Report every line of the material below that contains the word "building", paying attention to case.

Data records
##########
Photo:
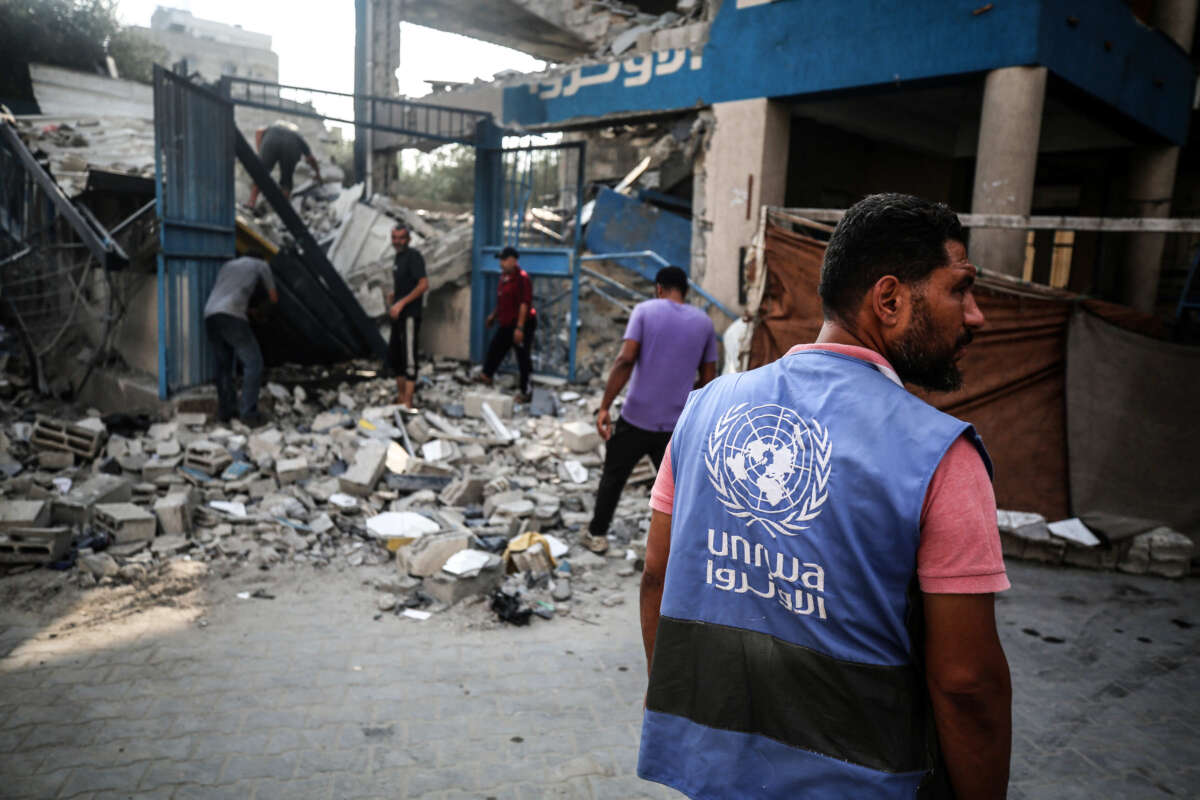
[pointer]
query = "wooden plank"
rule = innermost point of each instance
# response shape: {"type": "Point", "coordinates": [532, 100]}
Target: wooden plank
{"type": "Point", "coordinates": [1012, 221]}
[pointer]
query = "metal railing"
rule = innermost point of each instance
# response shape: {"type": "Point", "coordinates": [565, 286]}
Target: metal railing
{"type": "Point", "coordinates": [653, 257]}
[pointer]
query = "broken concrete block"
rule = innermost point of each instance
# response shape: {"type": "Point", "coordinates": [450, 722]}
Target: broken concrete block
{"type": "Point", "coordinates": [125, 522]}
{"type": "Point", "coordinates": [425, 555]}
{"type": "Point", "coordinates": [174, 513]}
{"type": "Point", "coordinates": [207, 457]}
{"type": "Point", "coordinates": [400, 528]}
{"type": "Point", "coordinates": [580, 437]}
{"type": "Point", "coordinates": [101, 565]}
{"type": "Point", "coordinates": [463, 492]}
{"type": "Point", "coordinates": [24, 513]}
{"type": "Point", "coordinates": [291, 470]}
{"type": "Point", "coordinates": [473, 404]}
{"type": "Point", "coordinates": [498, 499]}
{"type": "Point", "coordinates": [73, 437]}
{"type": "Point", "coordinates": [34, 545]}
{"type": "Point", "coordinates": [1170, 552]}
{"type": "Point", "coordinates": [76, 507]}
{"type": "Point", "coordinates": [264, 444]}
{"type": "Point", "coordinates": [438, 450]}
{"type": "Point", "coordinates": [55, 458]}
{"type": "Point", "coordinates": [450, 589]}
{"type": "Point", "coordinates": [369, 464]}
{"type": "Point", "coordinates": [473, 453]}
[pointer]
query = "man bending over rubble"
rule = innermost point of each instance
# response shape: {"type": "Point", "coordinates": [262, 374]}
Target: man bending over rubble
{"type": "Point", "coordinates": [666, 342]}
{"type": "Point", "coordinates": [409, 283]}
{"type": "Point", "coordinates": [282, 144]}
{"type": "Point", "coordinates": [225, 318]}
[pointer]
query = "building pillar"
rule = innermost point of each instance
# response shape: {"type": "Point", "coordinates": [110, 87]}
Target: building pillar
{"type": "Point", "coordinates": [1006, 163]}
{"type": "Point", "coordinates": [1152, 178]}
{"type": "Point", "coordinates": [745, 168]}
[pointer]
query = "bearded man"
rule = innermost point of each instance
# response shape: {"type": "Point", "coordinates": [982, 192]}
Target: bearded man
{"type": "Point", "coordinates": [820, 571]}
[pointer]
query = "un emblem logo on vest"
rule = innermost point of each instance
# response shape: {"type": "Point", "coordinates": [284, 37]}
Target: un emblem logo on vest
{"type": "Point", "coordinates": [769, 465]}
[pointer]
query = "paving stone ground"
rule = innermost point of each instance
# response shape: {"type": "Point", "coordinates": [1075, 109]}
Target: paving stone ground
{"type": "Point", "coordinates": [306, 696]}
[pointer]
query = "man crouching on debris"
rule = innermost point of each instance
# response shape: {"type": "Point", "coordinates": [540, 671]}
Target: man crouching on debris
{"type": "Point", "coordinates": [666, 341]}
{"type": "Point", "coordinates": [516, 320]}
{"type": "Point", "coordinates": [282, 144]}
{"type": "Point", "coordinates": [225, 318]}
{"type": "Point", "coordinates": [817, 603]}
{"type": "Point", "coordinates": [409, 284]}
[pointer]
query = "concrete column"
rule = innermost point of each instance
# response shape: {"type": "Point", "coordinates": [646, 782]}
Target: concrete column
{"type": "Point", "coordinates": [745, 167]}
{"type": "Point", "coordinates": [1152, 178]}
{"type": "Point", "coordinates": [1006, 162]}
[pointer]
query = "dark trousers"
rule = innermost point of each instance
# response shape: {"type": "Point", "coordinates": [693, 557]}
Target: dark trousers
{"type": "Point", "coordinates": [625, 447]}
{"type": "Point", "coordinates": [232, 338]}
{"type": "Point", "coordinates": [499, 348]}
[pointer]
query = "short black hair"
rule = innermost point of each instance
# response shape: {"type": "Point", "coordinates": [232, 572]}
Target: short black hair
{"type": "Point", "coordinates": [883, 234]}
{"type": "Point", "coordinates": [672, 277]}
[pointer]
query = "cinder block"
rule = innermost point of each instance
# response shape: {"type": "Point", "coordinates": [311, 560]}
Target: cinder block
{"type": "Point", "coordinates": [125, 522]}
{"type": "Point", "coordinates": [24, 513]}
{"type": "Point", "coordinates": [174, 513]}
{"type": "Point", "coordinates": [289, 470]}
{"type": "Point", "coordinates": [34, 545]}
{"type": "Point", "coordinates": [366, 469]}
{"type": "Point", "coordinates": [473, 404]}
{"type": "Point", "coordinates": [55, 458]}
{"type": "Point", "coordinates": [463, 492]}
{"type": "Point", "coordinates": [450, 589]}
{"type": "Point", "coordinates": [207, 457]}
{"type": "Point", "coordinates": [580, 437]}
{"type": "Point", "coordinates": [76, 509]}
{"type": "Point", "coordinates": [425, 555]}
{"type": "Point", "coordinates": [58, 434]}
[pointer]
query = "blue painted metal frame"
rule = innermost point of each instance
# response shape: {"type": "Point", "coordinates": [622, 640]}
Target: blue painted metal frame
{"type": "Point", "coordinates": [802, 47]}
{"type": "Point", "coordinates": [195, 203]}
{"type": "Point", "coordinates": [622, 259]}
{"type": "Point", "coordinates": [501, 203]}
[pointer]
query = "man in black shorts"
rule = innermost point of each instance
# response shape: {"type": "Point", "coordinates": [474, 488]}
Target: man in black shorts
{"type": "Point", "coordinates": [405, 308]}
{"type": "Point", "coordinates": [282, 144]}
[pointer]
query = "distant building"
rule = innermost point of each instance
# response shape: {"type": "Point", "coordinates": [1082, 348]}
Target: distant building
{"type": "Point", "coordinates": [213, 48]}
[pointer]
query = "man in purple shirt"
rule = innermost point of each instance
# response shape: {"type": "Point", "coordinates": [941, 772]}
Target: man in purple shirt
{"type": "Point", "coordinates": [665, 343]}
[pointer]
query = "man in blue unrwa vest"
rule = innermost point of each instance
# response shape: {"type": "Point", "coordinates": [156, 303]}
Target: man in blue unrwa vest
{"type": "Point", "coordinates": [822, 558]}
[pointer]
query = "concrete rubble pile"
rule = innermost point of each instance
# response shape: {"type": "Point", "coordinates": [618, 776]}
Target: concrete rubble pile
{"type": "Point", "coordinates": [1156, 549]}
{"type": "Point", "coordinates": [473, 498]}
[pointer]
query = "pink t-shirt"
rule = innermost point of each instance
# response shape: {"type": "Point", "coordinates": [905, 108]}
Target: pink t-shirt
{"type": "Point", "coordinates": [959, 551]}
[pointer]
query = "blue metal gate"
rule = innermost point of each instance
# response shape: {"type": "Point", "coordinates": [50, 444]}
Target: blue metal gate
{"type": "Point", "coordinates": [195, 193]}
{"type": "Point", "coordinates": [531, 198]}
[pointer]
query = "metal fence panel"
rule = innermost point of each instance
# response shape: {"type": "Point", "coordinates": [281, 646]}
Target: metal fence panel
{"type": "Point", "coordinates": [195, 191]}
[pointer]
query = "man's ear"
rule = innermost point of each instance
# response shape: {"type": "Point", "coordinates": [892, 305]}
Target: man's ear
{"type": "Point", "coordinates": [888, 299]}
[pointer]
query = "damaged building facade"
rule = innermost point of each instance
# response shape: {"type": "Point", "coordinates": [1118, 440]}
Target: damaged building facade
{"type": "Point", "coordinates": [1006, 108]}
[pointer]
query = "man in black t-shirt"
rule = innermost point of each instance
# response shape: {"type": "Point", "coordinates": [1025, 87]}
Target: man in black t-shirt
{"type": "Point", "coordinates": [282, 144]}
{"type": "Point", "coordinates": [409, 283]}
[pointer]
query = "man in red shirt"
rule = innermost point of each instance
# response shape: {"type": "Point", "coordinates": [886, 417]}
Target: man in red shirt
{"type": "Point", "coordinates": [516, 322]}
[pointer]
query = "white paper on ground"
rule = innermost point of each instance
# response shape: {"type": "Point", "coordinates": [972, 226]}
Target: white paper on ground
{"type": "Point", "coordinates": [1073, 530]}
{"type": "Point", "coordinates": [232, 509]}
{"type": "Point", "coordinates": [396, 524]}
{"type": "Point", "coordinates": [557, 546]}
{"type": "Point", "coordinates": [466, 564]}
##########
● The completed task
query = "building pillar"
Target: building pillar
query = "distant building"
Target: distant building
query = "damaged building facade"
Target: damaged building facade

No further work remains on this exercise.